◆ TASK STATEMENT: Format the listing below as a JSON array of strings, one string per line and no blank lines, starting at the top of the listing and going on through the line that contains "pixel 152 349". Include only those lines.

********************

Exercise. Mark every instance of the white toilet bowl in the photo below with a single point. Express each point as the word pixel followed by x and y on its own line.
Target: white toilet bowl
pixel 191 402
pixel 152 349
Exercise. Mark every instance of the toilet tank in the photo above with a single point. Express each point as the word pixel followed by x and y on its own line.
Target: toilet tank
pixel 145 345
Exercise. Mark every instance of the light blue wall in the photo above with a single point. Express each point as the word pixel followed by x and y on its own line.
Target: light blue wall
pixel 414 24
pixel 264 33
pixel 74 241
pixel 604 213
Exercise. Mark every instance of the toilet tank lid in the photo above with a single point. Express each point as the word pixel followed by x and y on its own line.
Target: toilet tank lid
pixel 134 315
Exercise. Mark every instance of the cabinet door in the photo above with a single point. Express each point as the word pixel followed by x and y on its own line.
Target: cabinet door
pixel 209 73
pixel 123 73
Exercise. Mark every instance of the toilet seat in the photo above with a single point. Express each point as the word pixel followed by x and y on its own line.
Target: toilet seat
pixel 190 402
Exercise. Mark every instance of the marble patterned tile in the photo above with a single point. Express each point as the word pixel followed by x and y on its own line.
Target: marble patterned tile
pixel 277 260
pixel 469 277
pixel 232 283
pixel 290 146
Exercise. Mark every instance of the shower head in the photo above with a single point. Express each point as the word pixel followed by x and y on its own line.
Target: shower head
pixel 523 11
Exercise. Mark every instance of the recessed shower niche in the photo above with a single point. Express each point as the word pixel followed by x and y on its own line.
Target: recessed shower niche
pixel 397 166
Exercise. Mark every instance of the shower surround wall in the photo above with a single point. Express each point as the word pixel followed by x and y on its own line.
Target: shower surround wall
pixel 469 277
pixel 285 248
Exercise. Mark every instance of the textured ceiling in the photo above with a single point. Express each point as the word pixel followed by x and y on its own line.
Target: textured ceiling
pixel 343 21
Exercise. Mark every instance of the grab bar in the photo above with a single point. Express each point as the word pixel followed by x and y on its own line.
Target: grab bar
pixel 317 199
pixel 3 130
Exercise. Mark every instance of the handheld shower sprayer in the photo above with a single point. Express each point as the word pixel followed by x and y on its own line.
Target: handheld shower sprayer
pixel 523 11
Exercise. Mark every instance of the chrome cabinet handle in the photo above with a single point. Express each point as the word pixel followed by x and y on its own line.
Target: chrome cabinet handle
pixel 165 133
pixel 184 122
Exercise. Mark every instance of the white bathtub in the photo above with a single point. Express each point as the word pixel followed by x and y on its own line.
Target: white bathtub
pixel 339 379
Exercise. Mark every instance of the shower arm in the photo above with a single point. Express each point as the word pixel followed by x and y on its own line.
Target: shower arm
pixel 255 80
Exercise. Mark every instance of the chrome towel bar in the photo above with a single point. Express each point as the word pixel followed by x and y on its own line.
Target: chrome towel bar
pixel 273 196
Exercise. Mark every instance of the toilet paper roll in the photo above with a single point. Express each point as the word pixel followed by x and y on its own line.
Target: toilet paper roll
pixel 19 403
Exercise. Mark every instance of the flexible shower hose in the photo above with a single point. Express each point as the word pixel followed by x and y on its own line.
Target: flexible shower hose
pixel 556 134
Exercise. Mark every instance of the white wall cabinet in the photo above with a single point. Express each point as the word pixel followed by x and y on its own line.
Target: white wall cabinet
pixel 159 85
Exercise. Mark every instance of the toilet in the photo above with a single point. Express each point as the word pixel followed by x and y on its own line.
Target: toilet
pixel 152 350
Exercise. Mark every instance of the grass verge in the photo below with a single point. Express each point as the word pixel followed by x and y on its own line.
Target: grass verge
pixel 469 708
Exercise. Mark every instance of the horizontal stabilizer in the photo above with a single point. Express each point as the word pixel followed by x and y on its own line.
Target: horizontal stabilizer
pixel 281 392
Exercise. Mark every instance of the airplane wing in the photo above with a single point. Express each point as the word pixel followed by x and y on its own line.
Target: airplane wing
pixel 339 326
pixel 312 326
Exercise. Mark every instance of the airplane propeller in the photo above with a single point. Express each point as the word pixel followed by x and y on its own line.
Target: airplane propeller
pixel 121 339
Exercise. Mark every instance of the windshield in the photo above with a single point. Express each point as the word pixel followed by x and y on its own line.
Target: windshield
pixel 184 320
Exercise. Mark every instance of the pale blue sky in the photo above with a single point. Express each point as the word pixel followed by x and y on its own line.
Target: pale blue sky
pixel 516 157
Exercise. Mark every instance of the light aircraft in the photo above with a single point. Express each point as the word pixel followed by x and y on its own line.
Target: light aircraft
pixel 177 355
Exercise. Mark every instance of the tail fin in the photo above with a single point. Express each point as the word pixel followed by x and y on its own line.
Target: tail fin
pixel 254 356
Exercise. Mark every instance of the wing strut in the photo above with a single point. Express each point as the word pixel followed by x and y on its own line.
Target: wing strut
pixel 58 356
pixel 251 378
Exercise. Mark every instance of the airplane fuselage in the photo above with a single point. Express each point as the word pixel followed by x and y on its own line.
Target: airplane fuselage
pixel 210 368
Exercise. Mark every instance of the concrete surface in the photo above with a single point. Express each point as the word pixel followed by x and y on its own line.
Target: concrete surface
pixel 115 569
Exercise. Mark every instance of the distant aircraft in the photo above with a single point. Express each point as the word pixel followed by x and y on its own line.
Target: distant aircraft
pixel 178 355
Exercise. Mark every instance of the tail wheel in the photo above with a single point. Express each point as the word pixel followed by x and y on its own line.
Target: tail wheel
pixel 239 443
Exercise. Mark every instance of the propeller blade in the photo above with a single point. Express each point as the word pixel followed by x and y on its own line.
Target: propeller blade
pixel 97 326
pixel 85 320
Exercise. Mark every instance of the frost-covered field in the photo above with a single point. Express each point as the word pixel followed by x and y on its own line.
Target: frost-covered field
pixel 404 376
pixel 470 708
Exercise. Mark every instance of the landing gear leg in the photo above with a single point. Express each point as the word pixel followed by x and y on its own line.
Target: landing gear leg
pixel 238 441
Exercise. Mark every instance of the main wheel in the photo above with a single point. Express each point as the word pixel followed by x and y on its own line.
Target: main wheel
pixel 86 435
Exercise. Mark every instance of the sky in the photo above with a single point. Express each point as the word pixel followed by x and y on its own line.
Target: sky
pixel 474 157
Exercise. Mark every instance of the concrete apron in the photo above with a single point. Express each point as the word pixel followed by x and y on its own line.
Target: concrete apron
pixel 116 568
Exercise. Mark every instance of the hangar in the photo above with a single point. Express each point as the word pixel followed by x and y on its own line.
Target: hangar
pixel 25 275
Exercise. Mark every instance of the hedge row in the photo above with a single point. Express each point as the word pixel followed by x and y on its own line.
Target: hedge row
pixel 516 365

********************

◆ FULL ANSWER:
[
  "Exercise. Mark every instance of the white toilet bowl in the photo below with a single point. Express each point as the word pixel followed by x and y on its own line.",
  "Target: white toilet bowl",
  "pixel 191 402",
  "pixel 152 349"
]